| EXERCISE DETAILS |
Continue the pandas notes below from where they end.

Start of PROVIDED TEXT

Pandas - mwicat/personal GitHub Wiki

Create DataFrame

https://www.geeksforgeeks.org/creating-a-pandas-dataframe-using-list-of-tuples/

From CVS

This infers headers from first line:

import pandas as pd 
data = pd.read_csv("filename.csv") 

From CSV string

data = '''
1 5
2 25
3 50
'''

import pandas as pd 
data = pd.read_csv(pd.compat.StringIO(data)) 

From list of tuples/list

import pandas as pd 
data = [('Peter', 18, 7), 
        ('Riff', 15, 6), 
        ('John', 17, 8), 
        ('Michel', 18, 7), 
        ('Sheli', 17, 5) ] 
df = pd.DataFrame(data, columns =['Name', 'Age', 'Score']) 

From list of namedtuple

from collections import namedtuple
import pandas as pd

User = namedtuple('User', 'user_id data_type count size')
users = [User('user', 10, 20, 30) for _ in xrange(10)]

df = pd.DataFrame(users, columns=User._fields)
df.to_pickle('storage.pkl')

df = pd.read_pickle('storage.pkl')

Get nth row

df.iloc[n]

Add calculated column to dataframe

df['newcol'] = df.apply(lambda row: row.col1, axis=1)

sqlite to DataFrame

from sqlalchemy import create_engine
engine = create_engine('sqlite:///%s' % args.file)
df = pd.read_sql('storage', engine)

Operations

Join

  • how = left|right|outer|inner
df.set_index('key').join(other.set_index('key'), how='left')

End of PROVIDED TEXT
Start of DATA SECTION

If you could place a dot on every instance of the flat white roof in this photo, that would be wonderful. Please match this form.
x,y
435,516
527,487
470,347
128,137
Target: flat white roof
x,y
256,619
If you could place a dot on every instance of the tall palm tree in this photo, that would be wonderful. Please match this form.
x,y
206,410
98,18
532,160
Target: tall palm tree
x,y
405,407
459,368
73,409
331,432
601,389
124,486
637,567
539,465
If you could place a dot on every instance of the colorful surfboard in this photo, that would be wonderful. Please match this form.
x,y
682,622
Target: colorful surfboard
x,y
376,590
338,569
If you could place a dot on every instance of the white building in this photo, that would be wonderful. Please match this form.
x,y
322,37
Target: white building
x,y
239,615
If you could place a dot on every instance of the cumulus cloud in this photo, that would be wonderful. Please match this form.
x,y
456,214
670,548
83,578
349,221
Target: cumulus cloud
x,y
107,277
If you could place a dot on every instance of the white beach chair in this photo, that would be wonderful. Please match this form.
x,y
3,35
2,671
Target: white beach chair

End of DATA SECTION
Start of DATA SECTION

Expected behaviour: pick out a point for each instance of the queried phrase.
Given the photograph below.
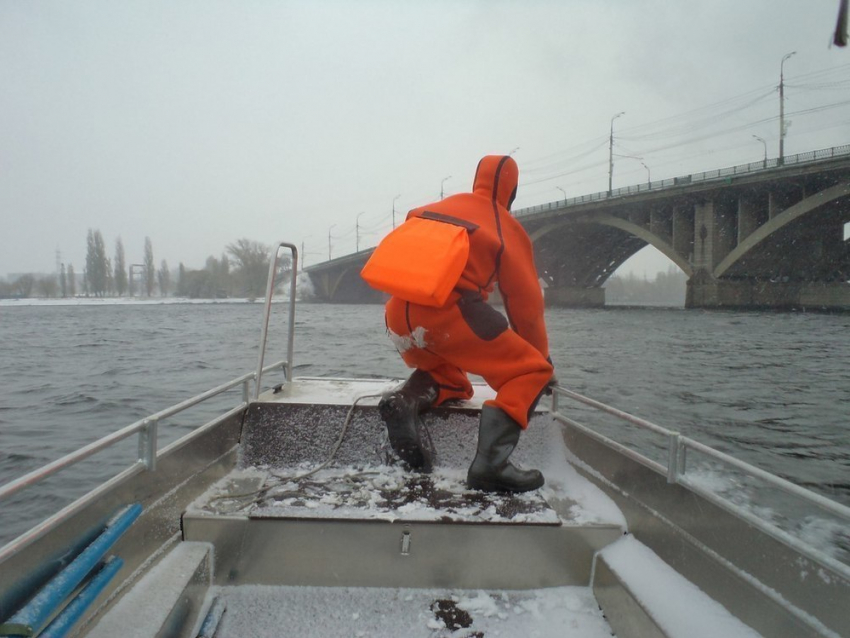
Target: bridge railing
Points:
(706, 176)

End of DATA SECTION

| RESULT OF THE EXERCISE |
Groupby and top 10

data.groupby('Country').Country.count().sort_values(ascending=False).head(10)

Show multiple time datas

import pandas as pd
import matplotlib.pyplot as plt
import matplotlib
matplotlib.style.use('ggplot')

dfs = []

for num, statfile in enumerate(args.statfiles):
    stats = pickle.load(open(statfile))
    ts = stats['timestamps']
    s = pd.Series(index=[x-ts[0] for x in ts], data=1)
    s2 = s.cumsum()
    dfs.append(s2.to_frame(statfile))

df = pd.concat(dfs).sort_index().fillna(method='ffill')

ax = df.plot(grid=True)
ax.set_xlabel("time [s]")
ax.set_ylabel("# requests")

plt.show()

Iterate over dataframe

for index, row in df.iterrows():
    print(row['c1'], row['c2'])

Filter dataframe

df[(df.A == 1) & (df.D == 6)]
df.query('a>0 and 0<b<2')